> **Page extract**
┄┄┄┄┄┄

Eric Murray was the greatest Canadian bridge player of the 20th century, according to his bridge partner, many of his opponents and the Canadian Bridge Federation, which describes him as ”the greatest Canadian bridge player ever.”

Mr. Murray, who died last month at the age of 89, dominated bridge tournaments in this country for four decades while building his own successful law practice in downtown Toronto. He and Sami Kehela won 14 North American championships during their three-decade-long partnership.

The two men had different styles at the bridge table. “Sami was a chess player, and I was a poker player. It was an interesting combination,” Mr. Murray said in a videotaped interview with the American Contract Bridge League (ACBL), the governing body of bridge in North America.

┄┄┄┄┄┄

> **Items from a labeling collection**
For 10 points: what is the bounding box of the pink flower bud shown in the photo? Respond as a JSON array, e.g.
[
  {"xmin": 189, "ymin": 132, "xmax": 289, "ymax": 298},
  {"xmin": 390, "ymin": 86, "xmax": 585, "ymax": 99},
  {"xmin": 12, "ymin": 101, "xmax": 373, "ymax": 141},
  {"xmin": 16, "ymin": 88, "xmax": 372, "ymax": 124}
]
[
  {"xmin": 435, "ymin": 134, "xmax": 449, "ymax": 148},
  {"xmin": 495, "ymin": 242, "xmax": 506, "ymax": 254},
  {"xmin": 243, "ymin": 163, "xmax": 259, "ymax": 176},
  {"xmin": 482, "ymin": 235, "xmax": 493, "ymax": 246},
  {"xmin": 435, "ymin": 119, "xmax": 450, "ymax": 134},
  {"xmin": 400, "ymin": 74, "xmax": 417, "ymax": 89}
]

┄┄┄┄┄┄

> **Directions**
1. Retype the passage from the Eric Murray text starting at "Mr. Murray, who" and ending at "in North America.", keeping every word and punctuation mark unchanged.
2. Extend the text about Eric Murray, the Canadian bridge player, picking up right after its final sentence.

> **Answers to the problems**
1.
Mr. Murray, who died last month at the age of 89, dominated bridge tournaments in this country for four decades while building his own successful law practice in downtown Toronto. He and Sami Kehela won 14 North American championships during their three-decade-long partnership.

The two men had different styles at the bridge table. “Sami was a chess player, and I was a poker player. It was an interesting combination,” Mr. Murray said in a videotaped interview with the American Contract Bridge League (ACBL), the governing body of bridge in North America.

2.
Mr. Kehela, who is 83 and retired from bridge, was born in Iraq and lived in London, England, where he played the game at the top level with the likes of Omar Sharif (the movie actor was a bridge star) and Terence Reese, the best British player of his day. Mr. Kehela described Mr. Murray as “first among equals” and agreed that he and his former partner had contrasting styles.

“He was difficult to play with because he was sort of adventurous at the bridge table. His strategy was to make life difficult for the opponents. In fact, he used to muck them around in the bidding and so on. I, on the other hand, was the complete opposite. I tried to avoid errors, so we complemented each other,” Mr. Kehela said.

Though they played together for 30 years, they seldom met outside the bridge world. They even travelled to tournaments on separate planes.

“I wouldn’t say we were friends. We weren’t enemies either but we seldom socialized,” Mr. Kehela said. “I think that’s one of the reasons our partnership lasted so long because we were both difficult to get along with. If we had spent more time together away from the table, I think it would have made our bridge relationship more difficult.”

One thing the two men had in common was cigars. They both smoked at the bridge table until it was forbidden. When asked if he smoked cigarettes, Mr. Murray replied, “No, it’s a filthy habit.” He smoked cigars for 60 years.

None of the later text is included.